**Supplied text:**
* start *
So…The Longhorn Marathon on the 23rd April 2017 – Heading into this race I felt composed both physically and mentally. My preparation was complete, I was now in my usual tapering so to feel fresh and eager come race day. Soon my alarm was sounding and race day had arrived. The usual routine of shower and fuel ensued and at 6:45am we loaded up the camper ( I will fill you in about this later) and on our way.

Arriving an hour and a half before my start, I wandered the ¼ of a mile to the registration to relax after the drive, readied my hydration vest, had another bowl of porridge, (note to self: This was the best porridge I’d ever had) hydrated, then took a brisk walk down to the starting area.

The weather was shaping up nicely, bright and with a light breeze. I was my usual relaxed self and felt no apprehension of the task ahead – what probably described my inner thoughts were that of a Labrador…I was just pleased to be out. Soon after, my fellow marathoners and I gathered on the start line eager to begin.
* end *
**Data shown:**
* start *
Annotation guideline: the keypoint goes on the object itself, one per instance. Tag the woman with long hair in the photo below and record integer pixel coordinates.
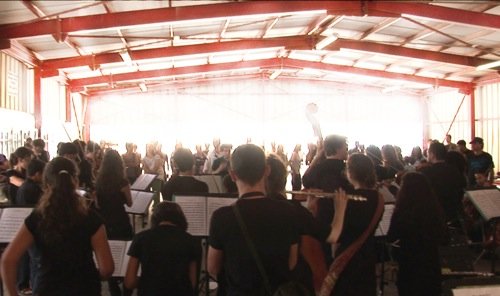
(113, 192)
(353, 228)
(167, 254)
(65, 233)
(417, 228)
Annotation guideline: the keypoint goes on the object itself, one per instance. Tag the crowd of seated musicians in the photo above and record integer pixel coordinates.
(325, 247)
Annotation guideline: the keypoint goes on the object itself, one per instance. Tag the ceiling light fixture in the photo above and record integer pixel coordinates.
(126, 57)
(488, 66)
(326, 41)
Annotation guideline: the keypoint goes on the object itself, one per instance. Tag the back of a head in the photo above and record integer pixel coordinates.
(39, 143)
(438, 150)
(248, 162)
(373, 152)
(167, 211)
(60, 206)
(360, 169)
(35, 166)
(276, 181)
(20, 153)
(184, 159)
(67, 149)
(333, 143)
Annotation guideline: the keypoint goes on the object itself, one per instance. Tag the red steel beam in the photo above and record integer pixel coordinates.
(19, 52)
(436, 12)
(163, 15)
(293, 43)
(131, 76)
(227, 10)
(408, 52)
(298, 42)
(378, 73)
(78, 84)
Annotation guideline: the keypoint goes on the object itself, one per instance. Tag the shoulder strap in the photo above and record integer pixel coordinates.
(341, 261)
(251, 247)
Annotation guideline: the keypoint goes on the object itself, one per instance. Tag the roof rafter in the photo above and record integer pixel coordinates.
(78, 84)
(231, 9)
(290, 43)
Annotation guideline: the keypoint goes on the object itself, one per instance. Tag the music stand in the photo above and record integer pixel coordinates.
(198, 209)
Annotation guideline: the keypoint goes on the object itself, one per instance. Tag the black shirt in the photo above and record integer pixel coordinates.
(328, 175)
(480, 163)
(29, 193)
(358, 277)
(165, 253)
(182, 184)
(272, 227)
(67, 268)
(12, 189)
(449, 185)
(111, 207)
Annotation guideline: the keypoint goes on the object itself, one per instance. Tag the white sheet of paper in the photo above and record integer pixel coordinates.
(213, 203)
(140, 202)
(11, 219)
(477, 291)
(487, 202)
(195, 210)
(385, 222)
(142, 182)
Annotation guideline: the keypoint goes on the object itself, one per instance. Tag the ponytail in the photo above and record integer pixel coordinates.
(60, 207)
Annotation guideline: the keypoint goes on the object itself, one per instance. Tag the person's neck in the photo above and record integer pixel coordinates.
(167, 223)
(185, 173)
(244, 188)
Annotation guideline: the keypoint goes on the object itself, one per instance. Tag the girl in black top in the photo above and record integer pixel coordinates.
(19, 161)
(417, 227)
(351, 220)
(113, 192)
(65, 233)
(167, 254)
* end *
**List of tasks:**
(A) From the marathon account, write out the passage starting with "The weather was" and going on through "eager to begin.".
(B) Sum up the marathon account in two sentences.
Work only from the marathon account; the items play no part.

**List of solutions:**
(A)
The weather was shaping up nicely, bright and with a light breeze. I was my usual relaxed self and felt no apprehension of the task ahead – what probably described my inner thoughts were that of a Labrador…I was just pleased to be out. Soon after, my fellow marathoners and I gathered on the start line eager to begin.

(B) The writer went into the Longhorn Marathon on April 23, 2017, feeling composed and fresh after tapering, and on race day followed the usual shower-and-fuel routine before setting off in the camper at 6:45am. After arriving an hour and a half early, going to registration, eating another bowl of porridge and walking to the start, the writer felt relaxed in bright, breezy weather and gathered on the start line with the other runners, eager to begin.